SUPPLIED PASSAGE:
**********
The mission's rover was called Pragyan with a mass of 27 kg (60 lb), and would have operated on solar power.[4][5] The rover was to move on six wheels, traversing 500 m (1,600 ft) on the lunar surface at the rate of 1 cm (0.39 in) per second, perform on-site analyses and send the data to the lander, which would have relayed it to the Mission Control on the Earth.

For navigation, the rover would have used:

  • Stereoscopic camera-based 3D vision: two 1 megapixel, monochromatic navcams in front of the rover to provide the ground control team a 3D view of the surrounding terrain, and help in path-planning by generating a digital elevation model of the terrain. IIT Kanpur contributed to the development of the subsystems for light-based map generation and motion planning for the rover.
  • Control and motor dynamics: the rover has a rocker-bogie suspension system and six wheels, each driven by independent brushless DC electric motors. Steering is accomplished by differential speed of the wheels or skid steering.
**********
SUPPLIED RECORDS:
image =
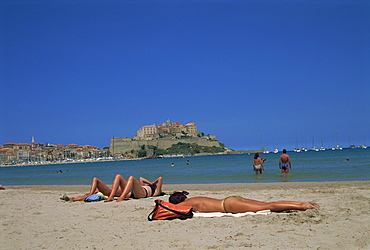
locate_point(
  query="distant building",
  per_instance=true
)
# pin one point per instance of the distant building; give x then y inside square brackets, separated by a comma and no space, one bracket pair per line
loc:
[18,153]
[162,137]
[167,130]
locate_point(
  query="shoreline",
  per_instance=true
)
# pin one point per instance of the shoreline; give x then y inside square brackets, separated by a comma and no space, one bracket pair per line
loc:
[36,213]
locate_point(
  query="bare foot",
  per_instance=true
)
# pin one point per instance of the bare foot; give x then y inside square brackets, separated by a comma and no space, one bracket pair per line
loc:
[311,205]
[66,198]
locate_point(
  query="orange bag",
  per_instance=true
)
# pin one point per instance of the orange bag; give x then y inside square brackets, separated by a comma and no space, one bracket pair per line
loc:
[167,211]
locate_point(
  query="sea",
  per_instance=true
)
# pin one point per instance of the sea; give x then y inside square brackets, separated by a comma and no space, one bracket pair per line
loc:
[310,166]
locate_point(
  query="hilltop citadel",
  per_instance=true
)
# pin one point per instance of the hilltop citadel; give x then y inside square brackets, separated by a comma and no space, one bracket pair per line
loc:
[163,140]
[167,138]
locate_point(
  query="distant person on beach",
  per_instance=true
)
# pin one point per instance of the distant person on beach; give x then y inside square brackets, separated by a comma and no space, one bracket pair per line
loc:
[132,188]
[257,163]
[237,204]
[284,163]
**********
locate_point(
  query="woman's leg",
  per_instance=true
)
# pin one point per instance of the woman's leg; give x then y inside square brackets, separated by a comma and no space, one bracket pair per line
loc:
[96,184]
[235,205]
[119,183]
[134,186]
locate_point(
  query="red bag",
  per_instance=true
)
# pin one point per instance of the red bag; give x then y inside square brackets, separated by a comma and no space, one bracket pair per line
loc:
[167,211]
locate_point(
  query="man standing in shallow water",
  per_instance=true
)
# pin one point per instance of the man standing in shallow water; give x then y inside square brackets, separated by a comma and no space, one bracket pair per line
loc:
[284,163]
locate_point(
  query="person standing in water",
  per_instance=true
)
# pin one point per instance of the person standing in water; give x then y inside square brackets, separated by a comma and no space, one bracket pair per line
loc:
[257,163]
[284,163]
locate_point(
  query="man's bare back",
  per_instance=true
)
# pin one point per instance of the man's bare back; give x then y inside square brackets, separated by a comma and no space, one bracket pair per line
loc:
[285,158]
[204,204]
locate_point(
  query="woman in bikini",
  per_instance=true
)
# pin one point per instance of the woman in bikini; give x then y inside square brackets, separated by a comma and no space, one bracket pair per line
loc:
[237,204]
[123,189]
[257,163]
**********
WRITTEN EXERCISE 1:
From the Pragyan rover passage, print unchanged the part that opens with the words containing "For navigation, the" and closes with "or skid steering.".
WRITTEN EXERCISE 2:
Put this sentence from the Pragyan rover passage into Spanish: "Steering is accomplished by differential speed of the wheels or skid steering."

CORRECT OUTPUT 1:
For navigation, the rover would have used:

  • Stereoscopic camera-based 3D vision: two 1 megapixel, monochromatic navcams in front of the rover to provide the ground control team a 3D view of the surrounding terrain, and help in path-planning by generating a digital elevation model of the terrain. IIT Kanpur contributed to the development of the subsystems for light-based map generation and motion planning for the rover.
  • Control and motor dynamics: the rover has a rocker-bogie suspension system and six wheels, each driven by independent brushless DC electric motors. Steering is accomplished by differential speed of the wheels or skid steering.

CORRECT OUTPUT 2:
La dirección se logra mediante la diferencia de velocidad de las ruedas o mediante la dirección por deslizamiento.